*ПИСЬМЕННОЕ ЗАДАНИЕ:* Куда, согласно отрывку, команда Садырина отправилась зимой на тренировочный сбор?

*ЦИТИРУЕМЫЙ ОТРЫВОК:*
────────────────────────────────────────
Пушкин и Пеле. Истории из спортивного закулисья - Горбунов Александр Аркадьевич 32 стр.


* * *

Одно время известный футбольный агент Константин Сарсания помогал Курбану Бердыеву формировать состав казанского "Рубина". Они вдвоем много летали: Бразилия, Чехия, африканские страны… В Сенегале пошли на местный рынок. Курбан долго что-то выбирал. Константину, хорошо владеющему французским языком, стало скучно. Он подозвал местного пацаненка, дал ему купюру и сказал: "Вон, видишь, дядя стоит? Подойди к нему и скажи: "Бекиич, дай денег!"" Мальчишка запомнил только первое слово, подошел к Бердыеву и говорит: "Бекиич!" Курбан сначала ноль внимания. Пацаненок во второй раз: "Бекиич!" Курбан снова вроде как не слышит. Третья попытка: "Бекиич!" Бердыев оборачивается, видит негритенка, ничего не понимает, таращит на него глаза, переводит изумленный взгляд на Константина и спрашивает: "Откуда он меня знает?!"

* * *

Максим Боков, высококлассный защитник, работал у Павла Садырина и в "Зените", и в ЦСКА. Он рассказывал, как однажды зимой команда отправилась на тренировочный сбор в Финляндию и занималась на территории знаменитого центра Kisakeskus:

– Как-то Пал Федорыч устроил кросс по снегу – наверх и обратно. "Я вам там наверху сюрприз приготовил", – сказал он. А мы старательно, где могли, дистанцию делали короче, чтобы как можно меньше бежать по снегу, а только – по дороге. Вернулись. "Что-то вы быстро, – удивился Садырин. – Сюрприз видели?" – "Нет, какой сюрприз?" – "Понятно. Значит, не добежали. Ничего, вечером еще раз побежите". Пришлось побежать еще раз. Наверху на снегу написано: "Ну что, тяжело, уроды?" – любимое слово Федорыча, и никто не обижался, только смеялись.
────────────────────────────────────────
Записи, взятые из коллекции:
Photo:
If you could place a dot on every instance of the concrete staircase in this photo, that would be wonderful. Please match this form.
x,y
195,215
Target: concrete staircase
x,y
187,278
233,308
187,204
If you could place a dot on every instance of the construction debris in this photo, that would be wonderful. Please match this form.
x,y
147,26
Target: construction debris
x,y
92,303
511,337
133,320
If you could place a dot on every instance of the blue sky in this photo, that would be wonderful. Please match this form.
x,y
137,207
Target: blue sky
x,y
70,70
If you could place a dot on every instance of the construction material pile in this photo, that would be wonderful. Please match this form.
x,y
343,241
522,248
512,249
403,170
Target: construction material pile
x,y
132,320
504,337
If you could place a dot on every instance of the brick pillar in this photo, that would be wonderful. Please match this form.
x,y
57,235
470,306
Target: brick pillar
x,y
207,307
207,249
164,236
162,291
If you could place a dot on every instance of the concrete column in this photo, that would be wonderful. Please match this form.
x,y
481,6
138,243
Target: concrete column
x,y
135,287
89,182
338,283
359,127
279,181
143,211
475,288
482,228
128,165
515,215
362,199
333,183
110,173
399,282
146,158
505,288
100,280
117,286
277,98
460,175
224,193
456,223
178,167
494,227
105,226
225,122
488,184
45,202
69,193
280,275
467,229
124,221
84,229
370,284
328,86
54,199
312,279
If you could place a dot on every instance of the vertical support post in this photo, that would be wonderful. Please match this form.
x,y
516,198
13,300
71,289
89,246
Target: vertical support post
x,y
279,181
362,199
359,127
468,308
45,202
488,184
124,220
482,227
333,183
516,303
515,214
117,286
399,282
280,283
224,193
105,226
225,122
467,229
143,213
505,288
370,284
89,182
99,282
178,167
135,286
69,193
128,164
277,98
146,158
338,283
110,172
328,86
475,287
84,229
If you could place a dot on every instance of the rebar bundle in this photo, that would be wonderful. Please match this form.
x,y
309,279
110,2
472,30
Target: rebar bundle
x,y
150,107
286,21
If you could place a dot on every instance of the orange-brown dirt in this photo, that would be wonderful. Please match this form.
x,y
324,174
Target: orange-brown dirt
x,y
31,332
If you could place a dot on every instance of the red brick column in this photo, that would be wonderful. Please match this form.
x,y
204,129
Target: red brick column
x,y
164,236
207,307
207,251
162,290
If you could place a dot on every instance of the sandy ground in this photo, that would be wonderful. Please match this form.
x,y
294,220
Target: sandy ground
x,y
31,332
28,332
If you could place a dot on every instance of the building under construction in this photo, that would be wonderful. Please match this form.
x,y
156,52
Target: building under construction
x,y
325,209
────────────────────────────────────────
*ОТВЕТ НИЖЕ:* В Финляндию, на территорию центра Kisakeskus.